:: Page excerpt ::
Spitzer v. Commissioner of Internal Revenue

Decision Date06 March 1946
Docket NumberNo. 13168.,13168.
Citation153 F.2d 967
PartiesSPITZER v. COMMISSIONER OF INTERNAL REVENUE.
CourtU.S. Court of Appeals — Eighth Circuit

David Baron, of St. Louis, Mo., for petitioner.

Harold C. Wilkenfeld, Sp. Asst. to Atty. Gen. (Samuel O. Clark, Jr., Asst. Atty. Gen., and Sewall Key, Robert N. Anderson, and Leonard Sarner, Sp. Assts. to Atty. Gen., on the brief), for respondent.

Before SANBORN, THOMAS, and RIDDICK, Circuit Judges.

RIDDICK, Circuit Judge.

On October 15, 1940, petitioner gave to his wife 75 shares of common stock of the Forest City Manufacturing Company. In his gift tax return for the calendar year 1940 petitioner reported the stock at a value of $186 a share. Petitioner intended the value of the stock to be reported at $286 a share, the book value as of December 31, 1939. He admits liability for whatever difference in tax results because of this error, caused by a mistake made in calculation by the accountant who prepared the gift tax return. The Commissioner fixed the value of the stock at $500 a share and assessed a deficiency. The Tax Court approved the Commissioner's determination. We are asked to reverse on the ground that the finding of the Tax Court as to the value of the stock has no support in the evidence and no reasonable basis in law.

The Forest City Manufacturing Company, a Missouri corporation with principal offices in St. Louis, was organized prior to 1918. In 1919 all of it capital stock was purchased by petitioner Harry H. Spitzer who became president, Simon Spitzer who became vice president, and A. H. Sincoff who became secretary. These men are still executive officers of the company and together with their respective families own substantially all of its capital stock. The company has a capitalization of $300,000, represented by 1,000 shares of common stock of a par value of $100 and 2,000 shares of seven per cent preferred stock of a par value of $100 a share. Prior to 1939 the company was engaged in the manufacture of cotton house dresses and became one of the largest manufacturers engaged in this business in the United States. Since 1939 it has engaged exclusively in the manufacture of junior misses dresses.

The business in which the company is engaged is subject to wide fluctuation and is extremely hazardous. A mistake in the style design of its line of dresses for one season might be sufficient to wreck its business, and the effects of such a mistake may be seriously felt for years in the business of the most successful company. No stocks of companies engaged in the same business as that of the Forest City Manufacturing Company are listed for trading purposes with any stock exchange or traded locally in over-the-counter sales. There is no evidence of sales of stock in the Forest City Manufacturing Company. From the going quotations of other securities in similar but not so hazardous types of business in St. Louis and in other parts of the country in 1940 in both over-the-counter and on the market transactions, it was most usual to find them selling at five or six times their average earnings over a five-year period. The price in some sales was as high as eight times average earnings for the period stated. The listed markets for securities in 1940 were uncertain and unsettled as the result of the war in Europe. These markets suffered a collapse in May 1940 and, although they recovered somewhat in the summer of that year, they faced a difficult situation throughout the year.

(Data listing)

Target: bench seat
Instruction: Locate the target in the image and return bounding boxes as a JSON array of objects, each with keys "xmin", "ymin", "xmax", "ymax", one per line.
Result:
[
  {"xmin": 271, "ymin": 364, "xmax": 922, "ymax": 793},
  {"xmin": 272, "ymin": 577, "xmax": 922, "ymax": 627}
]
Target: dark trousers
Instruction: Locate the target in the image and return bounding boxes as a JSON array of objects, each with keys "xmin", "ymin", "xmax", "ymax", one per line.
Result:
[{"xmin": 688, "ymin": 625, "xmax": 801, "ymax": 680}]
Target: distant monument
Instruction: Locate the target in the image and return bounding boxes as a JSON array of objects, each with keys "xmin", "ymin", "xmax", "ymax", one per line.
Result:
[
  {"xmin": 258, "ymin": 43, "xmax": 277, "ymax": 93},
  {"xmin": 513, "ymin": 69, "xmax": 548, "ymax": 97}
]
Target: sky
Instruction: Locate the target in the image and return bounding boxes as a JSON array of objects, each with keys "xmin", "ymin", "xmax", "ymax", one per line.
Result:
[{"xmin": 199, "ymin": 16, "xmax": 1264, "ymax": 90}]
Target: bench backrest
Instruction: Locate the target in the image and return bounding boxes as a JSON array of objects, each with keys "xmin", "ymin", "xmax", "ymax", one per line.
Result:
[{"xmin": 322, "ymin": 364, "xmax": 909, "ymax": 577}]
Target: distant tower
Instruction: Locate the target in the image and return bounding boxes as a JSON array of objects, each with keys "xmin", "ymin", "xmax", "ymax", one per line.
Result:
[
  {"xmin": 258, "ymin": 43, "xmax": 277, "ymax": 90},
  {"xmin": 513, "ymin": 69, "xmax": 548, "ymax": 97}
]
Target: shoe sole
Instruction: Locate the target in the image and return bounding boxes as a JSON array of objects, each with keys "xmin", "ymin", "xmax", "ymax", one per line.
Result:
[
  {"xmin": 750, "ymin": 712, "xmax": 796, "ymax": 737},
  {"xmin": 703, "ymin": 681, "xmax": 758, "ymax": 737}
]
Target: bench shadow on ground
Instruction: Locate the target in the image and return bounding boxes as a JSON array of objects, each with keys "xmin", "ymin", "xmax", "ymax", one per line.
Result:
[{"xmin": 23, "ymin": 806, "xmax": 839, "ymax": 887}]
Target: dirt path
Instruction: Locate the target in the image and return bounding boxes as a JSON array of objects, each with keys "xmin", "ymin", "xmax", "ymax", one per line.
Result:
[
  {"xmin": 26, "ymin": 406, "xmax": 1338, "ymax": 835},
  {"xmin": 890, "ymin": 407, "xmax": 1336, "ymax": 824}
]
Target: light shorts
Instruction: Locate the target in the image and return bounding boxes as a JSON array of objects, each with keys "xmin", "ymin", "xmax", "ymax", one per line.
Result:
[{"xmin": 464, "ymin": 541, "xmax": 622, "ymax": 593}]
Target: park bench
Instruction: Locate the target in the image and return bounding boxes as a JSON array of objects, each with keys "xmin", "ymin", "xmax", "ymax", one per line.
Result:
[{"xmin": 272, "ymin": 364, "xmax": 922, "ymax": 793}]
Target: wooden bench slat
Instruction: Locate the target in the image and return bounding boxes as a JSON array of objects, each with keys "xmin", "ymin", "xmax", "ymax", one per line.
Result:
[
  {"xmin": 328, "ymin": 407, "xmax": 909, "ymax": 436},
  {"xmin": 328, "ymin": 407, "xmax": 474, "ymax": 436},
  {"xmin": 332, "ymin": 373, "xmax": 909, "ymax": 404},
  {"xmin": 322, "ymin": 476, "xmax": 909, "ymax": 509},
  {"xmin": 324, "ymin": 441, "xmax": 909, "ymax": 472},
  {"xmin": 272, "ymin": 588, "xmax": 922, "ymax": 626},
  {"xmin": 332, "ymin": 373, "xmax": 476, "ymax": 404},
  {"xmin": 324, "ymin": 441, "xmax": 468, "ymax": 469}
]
...
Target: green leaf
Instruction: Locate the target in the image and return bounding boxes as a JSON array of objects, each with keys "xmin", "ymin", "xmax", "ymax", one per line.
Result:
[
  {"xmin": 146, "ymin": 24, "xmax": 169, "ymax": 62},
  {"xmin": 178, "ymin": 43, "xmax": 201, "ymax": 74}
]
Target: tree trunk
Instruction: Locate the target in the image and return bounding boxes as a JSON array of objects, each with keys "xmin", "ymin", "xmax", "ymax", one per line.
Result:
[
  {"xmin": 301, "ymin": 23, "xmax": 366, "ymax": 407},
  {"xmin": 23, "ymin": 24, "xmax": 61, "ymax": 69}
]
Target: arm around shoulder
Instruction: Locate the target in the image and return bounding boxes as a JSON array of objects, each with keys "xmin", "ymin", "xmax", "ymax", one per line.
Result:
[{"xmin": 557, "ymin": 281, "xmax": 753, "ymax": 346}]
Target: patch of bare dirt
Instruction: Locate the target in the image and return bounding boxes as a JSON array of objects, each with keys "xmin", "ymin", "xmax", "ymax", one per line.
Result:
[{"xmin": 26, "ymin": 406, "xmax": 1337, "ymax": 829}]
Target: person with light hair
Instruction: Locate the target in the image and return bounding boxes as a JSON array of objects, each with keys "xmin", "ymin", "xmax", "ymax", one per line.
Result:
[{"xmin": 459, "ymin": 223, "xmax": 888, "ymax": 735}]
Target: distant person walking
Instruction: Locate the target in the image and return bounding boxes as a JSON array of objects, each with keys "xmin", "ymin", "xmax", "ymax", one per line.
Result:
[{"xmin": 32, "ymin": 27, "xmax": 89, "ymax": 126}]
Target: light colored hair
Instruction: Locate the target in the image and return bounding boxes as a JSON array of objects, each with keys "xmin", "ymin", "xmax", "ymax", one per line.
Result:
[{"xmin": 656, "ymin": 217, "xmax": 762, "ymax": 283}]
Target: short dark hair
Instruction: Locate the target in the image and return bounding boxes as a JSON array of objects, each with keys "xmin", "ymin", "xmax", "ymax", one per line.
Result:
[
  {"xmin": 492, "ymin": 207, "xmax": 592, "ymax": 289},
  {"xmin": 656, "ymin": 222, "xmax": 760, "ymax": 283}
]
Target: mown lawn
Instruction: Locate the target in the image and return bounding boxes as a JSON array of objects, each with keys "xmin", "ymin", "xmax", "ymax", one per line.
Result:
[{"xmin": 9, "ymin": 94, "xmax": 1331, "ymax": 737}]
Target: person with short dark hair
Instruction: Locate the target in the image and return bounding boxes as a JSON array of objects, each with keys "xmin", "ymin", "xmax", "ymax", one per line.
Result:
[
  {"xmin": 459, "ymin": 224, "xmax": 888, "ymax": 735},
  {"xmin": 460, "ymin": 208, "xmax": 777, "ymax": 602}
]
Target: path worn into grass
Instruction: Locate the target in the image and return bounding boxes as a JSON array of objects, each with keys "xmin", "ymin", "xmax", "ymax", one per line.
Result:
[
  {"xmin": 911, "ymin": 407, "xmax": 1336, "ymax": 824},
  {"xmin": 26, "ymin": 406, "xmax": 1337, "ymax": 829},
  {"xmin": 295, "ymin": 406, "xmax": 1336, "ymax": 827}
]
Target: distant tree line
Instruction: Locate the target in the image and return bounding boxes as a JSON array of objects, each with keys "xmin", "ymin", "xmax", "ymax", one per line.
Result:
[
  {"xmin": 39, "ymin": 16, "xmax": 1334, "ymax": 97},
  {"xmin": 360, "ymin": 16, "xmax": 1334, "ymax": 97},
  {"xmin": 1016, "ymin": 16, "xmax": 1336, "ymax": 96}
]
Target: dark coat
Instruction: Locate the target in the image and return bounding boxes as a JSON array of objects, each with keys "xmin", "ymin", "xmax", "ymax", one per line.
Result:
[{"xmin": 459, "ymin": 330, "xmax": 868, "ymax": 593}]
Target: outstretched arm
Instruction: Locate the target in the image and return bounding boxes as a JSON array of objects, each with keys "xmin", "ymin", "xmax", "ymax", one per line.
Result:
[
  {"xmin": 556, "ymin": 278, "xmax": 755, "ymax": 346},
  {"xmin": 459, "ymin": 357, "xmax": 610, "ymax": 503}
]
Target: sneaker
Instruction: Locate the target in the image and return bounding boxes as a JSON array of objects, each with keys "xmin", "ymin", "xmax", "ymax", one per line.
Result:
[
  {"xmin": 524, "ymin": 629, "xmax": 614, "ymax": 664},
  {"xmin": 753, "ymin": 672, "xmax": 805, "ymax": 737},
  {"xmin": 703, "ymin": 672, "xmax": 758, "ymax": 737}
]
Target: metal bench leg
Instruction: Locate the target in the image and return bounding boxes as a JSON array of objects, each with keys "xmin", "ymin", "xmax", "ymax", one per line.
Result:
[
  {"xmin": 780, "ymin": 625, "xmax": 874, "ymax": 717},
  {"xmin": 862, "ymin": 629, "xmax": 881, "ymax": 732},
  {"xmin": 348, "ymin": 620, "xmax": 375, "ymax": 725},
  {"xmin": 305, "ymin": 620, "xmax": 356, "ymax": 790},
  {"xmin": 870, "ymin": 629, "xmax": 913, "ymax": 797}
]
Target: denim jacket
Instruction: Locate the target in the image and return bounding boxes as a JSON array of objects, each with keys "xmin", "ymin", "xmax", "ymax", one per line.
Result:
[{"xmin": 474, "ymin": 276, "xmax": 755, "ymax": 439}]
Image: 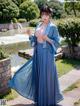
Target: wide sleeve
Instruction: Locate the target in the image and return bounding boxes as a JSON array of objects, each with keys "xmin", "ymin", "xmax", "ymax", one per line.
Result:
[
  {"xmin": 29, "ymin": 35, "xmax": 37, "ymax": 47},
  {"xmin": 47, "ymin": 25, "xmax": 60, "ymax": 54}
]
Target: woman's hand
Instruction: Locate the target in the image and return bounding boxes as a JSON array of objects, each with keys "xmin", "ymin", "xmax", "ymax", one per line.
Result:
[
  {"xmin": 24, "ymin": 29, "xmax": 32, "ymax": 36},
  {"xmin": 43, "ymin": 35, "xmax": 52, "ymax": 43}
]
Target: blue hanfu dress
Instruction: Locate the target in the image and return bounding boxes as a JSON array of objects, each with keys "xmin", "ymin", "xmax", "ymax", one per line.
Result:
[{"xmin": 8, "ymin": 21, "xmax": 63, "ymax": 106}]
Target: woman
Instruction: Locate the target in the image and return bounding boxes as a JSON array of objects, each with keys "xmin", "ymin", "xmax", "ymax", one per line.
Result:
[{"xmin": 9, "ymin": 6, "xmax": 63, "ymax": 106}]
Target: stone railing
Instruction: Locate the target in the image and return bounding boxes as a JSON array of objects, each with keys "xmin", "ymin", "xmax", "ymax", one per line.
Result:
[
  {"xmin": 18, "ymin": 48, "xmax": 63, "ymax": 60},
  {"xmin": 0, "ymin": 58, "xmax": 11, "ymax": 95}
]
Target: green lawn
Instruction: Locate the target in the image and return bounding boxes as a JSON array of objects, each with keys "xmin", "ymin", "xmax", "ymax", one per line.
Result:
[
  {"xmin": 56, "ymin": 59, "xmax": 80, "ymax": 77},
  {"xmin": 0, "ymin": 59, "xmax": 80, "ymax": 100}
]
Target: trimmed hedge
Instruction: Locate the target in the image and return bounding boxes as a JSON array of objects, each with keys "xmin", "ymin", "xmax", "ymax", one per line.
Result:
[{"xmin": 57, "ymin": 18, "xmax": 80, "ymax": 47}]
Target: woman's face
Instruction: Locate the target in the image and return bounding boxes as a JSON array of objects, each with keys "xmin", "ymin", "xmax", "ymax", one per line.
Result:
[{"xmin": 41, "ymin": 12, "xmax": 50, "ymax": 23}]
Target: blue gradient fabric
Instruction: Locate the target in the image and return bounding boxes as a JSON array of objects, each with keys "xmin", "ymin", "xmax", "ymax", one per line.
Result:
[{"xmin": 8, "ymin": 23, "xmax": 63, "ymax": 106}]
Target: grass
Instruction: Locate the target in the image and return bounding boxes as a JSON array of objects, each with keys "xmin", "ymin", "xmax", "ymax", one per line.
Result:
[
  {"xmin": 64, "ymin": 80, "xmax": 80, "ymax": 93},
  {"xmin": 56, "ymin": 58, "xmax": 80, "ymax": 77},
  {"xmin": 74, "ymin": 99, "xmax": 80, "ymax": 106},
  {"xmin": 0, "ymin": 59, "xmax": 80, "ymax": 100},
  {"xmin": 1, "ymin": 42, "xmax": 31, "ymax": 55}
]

:: Requirement A ::
Rewrite the stretch of the Spitzer opinion from "David Baron, of" through "brief), for respondent.", changing "respondent" to "the Commissioner".
:: Requirement B ::
According to the Spitzer opinion, why did the gift tax return list the stock at $186 a share rather than the intended $286?
The rows are separate material and have no connection to the Spitzer opinion.

:: Task answer A ::
David Baron, of St. Louis, Mo., for petitioner.

Harold C. Wilkenfeld, Sp. Asst. to Atty. Gen. (Samuel O. Clark, Jr., Asst. Atty. Gen., and Sewall Key, Robert N. Anderson, and Leonard Sarner, Sp. Assts. to Atty. Gen., on the brief), for the Commissioner.

:: Task answer B ::
The accountant who prepared the gift tax return made a mistake in calculation. The petitioner had meant to report the stock at $286 a share, its book value as of December 31, 1939.